#### Exercise details:
The required output is the exact sequence of lines from the line holding "I bet you can't find the wooden upper" to the end of the records, inclusive.
start Excerpted records
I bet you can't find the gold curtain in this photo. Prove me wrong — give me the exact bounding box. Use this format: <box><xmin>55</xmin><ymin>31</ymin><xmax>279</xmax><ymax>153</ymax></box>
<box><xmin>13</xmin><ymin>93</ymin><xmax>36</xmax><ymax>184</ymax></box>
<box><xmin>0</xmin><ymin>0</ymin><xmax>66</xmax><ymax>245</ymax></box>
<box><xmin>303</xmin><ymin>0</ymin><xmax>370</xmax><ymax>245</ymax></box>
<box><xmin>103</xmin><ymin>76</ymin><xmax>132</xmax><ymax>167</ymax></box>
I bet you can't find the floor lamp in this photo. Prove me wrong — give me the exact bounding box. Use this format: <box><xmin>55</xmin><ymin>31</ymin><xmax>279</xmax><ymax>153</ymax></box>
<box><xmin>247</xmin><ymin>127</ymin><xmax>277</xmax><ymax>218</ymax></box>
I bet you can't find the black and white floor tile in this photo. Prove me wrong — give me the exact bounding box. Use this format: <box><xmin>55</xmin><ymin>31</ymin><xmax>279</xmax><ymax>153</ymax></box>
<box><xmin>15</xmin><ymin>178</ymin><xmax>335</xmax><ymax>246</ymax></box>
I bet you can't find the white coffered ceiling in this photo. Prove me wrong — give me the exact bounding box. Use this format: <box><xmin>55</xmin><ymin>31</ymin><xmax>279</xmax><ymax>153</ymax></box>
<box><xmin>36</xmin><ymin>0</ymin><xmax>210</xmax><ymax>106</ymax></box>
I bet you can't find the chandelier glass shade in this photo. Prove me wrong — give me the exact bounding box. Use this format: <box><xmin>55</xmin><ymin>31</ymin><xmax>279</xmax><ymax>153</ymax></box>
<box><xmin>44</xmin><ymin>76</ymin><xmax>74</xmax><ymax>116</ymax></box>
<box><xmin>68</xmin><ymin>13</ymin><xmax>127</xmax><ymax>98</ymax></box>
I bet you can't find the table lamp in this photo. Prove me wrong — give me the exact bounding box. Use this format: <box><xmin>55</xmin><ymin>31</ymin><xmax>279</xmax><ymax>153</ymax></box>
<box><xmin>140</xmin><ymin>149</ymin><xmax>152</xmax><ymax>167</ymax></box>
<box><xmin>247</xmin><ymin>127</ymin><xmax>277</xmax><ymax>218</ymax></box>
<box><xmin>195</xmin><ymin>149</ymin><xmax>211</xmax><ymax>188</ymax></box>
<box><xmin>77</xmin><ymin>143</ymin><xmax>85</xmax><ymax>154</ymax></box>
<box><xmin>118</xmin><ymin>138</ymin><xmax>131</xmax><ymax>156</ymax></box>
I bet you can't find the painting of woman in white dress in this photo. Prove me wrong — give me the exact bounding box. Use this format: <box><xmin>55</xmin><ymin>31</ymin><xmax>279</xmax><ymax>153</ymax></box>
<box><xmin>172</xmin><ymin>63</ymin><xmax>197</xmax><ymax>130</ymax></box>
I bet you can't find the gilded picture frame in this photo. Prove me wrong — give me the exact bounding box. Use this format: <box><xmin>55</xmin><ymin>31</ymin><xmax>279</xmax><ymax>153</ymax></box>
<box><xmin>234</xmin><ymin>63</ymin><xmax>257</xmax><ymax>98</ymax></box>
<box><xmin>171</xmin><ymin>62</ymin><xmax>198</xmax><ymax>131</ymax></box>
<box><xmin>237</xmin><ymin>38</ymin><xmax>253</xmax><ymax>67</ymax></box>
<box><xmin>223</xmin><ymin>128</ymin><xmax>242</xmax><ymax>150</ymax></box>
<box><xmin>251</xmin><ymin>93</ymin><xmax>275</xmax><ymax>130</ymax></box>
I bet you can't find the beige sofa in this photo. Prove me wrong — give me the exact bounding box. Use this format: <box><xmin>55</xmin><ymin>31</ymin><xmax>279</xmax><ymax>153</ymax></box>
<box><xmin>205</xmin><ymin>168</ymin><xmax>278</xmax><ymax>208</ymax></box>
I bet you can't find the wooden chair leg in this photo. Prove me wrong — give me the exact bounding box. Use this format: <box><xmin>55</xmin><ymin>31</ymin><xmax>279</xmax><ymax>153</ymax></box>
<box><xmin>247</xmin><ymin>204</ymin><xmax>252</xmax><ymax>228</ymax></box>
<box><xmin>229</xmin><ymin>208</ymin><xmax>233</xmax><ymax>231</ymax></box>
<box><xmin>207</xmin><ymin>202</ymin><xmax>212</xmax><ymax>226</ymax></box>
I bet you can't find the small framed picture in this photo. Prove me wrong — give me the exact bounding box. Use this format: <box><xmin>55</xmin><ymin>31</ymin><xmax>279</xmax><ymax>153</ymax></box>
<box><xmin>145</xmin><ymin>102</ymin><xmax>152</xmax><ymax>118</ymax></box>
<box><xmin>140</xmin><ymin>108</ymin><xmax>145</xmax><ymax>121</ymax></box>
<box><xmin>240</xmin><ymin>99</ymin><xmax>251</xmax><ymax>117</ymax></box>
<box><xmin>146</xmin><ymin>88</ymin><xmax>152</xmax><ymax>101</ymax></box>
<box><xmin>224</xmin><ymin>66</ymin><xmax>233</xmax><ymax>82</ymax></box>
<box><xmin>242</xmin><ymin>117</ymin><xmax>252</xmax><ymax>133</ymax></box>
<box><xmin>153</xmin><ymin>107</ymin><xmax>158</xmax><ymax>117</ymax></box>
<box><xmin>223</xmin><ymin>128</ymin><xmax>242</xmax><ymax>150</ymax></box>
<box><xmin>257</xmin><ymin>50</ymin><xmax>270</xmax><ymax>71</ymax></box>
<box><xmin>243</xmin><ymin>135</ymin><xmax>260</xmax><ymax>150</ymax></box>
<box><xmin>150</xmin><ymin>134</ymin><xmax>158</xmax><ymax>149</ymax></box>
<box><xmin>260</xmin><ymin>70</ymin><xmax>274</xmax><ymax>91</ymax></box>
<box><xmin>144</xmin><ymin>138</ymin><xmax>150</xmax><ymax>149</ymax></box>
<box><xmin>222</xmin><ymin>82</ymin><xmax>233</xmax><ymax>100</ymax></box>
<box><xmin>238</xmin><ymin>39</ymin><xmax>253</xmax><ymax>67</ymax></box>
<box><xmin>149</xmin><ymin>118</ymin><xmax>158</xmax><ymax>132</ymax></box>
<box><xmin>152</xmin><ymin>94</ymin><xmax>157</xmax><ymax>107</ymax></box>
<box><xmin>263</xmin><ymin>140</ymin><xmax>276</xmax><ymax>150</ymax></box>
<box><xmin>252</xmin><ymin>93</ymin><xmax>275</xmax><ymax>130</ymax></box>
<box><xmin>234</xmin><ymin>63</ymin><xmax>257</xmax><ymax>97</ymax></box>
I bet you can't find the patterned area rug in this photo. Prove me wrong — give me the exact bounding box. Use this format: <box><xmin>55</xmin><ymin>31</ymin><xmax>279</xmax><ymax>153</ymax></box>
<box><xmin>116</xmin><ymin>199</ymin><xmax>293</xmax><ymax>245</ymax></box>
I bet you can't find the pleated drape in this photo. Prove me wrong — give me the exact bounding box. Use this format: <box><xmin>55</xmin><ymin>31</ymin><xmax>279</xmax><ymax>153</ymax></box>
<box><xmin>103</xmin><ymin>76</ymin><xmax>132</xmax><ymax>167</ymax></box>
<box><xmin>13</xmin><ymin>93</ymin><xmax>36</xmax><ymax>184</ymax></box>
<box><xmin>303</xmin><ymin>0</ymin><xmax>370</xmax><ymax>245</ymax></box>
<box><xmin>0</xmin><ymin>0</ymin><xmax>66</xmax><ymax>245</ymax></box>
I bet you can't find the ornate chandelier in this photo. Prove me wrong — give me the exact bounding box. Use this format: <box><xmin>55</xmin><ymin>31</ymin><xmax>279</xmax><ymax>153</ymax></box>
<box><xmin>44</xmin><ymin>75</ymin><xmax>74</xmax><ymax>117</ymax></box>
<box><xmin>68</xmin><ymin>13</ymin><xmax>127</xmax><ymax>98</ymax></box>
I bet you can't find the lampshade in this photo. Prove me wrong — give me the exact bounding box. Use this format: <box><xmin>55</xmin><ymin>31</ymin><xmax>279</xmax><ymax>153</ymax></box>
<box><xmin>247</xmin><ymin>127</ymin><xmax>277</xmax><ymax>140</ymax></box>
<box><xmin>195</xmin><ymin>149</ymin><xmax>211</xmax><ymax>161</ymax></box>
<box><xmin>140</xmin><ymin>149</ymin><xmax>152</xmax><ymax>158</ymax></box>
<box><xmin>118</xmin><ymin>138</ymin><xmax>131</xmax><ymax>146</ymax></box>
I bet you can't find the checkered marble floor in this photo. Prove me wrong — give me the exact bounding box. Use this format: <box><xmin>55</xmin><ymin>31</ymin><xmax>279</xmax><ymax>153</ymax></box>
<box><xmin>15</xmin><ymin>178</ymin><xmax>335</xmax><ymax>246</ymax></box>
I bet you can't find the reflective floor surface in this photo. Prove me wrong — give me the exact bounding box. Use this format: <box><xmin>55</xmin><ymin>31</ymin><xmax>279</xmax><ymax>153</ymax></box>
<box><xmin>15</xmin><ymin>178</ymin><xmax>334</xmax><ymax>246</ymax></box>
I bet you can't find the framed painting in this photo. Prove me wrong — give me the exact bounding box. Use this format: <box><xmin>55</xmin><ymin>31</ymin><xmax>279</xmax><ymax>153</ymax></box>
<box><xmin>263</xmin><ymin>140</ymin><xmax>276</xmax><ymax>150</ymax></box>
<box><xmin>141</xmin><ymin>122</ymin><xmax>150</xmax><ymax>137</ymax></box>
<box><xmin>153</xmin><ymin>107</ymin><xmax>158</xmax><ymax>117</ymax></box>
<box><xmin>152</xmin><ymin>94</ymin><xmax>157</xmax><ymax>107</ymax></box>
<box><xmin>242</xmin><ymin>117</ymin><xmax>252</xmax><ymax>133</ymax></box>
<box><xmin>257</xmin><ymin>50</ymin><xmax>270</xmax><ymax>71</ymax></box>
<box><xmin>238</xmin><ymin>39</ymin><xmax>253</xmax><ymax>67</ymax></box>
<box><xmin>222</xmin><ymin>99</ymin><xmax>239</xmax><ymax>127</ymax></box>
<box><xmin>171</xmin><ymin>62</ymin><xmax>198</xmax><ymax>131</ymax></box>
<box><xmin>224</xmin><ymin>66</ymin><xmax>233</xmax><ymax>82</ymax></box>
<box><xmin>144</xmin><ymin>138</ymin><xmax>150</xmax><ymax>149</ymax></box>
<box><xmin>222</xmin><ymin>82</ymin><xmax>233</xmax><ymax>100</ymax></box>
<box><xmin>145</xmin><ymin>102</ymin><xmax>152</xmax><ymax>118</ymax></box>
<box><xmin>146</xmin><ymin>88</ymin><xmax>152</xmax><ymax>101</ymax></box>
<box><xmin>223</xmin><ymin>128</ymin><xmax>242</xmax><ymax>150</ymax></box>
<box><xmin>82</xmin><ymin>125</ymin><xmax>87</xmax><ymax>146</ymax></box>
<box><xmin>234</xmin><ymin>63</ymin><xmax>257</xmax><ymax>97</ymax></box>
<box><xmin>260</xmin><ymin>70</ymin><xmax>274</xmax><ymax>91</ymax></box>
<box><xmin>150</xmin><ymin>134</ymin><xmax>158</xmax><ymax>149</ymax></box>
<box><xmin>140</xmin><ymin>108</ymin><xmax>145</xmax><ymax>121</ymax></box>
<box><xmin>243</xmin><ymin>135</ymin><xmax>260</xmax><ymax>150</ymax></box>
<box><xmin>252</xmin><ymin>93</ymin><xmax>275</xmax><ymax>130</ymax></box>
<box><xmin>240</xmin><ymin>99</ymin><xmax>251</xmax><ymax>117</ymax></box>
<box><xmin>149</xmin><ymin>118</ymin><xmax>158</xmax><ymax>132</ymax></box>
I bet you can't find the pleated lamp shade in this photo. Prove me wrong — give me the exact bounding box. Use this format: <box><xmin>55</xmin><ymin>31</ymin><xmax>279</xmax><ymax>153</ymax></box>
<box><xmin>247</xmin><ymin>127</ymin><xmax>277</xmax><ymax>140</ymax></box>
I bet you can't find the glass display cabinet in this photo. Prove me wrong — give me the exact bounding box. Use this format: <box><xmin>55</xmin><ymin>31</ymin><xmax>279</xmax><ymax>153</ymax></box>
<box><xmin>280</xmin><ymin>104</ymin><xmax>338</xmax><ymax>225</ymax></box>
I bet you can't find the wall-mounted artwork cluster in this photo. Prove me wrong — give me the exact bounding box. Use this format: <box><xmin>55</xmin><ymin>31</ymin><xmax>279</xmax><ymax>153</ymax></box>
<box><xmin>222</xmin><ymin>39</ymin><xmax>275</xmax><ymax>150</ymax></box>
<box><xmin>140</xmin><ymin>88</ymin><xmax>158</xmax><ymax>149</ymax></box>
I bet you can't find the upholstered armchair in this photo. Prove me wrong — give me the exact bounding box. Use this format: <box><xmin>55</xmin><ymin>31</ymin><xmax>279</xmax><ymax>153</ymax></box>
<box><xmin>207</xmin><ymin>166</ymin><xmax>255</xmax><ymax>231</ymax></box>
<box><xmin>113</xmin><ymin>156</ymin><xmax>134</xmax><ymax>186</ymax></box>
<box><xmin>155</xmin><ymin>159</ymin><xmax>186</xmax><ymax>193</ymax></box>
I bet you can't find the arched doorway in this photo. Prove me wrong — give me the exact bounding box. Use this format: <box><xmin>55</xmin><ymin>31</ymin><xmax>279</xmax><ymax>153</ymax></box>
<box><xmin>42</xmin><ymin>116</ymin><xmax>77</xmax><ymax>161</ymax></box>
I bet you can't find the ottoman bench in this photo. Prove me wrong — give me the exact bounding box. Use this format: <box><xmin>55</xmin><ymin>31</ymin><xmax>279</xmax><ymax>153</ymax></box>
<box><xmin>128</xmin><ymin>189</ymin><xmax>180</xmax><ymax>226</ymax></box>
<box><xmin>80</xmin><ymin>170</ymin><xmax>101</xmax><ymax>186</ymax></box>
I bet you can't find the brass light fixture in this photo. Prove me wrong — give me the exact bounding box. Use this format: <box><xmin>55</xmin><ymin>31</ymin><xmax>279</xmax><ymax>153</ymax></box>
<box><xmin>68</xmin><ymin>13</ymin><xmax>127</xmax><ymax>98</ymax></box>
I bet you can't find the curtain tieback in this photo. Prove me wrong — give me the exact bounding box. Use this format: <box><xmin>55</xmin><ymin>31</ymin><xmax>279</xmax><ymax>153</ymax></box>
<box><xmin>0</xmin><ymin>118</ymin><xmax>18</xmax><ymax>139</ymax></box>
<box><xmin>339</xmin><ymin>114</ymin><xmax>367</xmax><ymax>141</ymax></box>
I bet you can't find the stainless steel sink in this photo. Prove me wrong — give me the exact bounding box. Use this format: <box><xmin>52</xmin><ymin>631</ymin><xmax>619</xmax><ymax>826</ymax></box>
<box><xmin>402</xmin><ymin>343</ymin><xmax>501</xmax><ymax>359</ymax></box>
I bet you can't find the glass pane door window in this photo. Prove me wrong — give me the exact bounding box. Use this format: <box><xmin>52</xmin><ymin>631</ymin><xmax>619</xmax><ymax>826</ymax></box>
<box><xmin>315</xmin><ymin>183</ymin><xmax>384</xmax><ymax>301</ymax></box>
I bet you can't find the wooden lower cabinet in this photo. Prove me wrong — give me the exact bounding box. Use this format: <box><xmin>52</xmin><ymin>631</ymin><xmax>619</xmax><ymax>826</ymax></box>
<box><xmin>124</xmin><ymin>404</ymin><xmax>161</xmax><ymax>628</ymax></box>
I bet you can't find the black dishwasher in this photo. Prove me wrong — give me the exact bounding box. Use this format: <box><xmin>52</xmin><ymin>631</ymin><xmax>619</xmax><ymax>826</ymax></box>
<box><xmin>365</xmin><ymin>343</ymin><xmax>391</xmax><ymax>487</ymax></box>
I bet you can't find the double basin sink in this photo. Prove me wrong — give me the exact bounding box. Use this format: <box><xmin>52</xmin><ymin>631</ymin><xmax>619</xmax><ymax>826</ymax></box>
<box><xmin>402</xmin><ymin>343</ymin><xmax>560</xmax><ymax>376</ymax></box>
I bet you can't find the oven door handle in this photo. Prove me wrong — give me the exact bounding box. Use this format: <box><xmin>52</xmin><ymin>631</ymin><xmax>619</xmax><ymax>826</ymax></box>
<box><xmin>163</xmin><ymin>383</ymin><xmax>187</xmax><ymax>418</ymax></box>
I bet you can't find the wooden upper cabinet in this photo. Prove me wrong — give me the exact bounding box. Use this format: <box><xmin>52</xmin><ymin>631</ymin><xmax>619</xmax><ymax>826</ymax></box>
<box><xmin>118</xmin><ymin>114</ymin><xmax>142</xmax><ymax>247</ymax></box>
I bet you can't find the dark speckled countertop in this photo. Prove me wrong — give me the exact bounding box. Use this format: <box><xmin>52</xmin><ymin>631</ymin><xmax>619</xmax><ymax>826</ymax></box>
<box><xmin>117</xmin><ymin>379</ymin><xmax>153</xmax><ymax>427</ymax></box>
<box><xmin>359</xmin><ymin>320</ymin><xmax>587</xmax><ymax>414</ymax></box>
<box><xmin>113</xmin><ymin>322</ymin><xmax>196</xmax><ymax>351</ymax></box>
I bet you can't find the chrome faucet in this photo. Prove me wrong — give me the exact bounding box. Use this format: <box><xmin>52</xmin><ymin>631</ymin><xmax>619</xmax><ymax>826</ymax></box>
end Excerpted records
#### Solved exercise:
I bet you can't find the wooden upper cabinet in this photo. Prove me wrong — give me the exact bounding box. Use this format: <box><xmin>52</xmin><ymin>631</ymin><xmax>619</xmax><ymax>826</ymax></box>
<box><xmin>118</xmin><ymin>114</ymin><xmax>142</xmax><ymax>247</ymax></box>
I bet you can't find the dark speckled countertop in this photo. Prove me wrong — give me the exact bounding box. Use this format: <box><xmin>52</xmin><ymin>631</ymin><xmax>619</xmax><ymax>826</ymax></box>
<box><xmin>117</xmin><ymin>379</ymin><xmax>153</xmax><ymax>427</ymax></box>
<box><xmin>359</xmin><ymin>320</ymin><xmax>587</xmax><ymax>414</ymax></box>
<box><xmin>113</xmin><ymin>322</ymin><xmax>196</xmax><ymax>351</ymax></box>
I bet you can't find the chrome faucet in this photo. Prove me wrong — give me the exact bounding box. Use this format: <box><xmin>52</xmin><ymin>631</ymin><xmax>619</xmax><ymax>826</ymax></box>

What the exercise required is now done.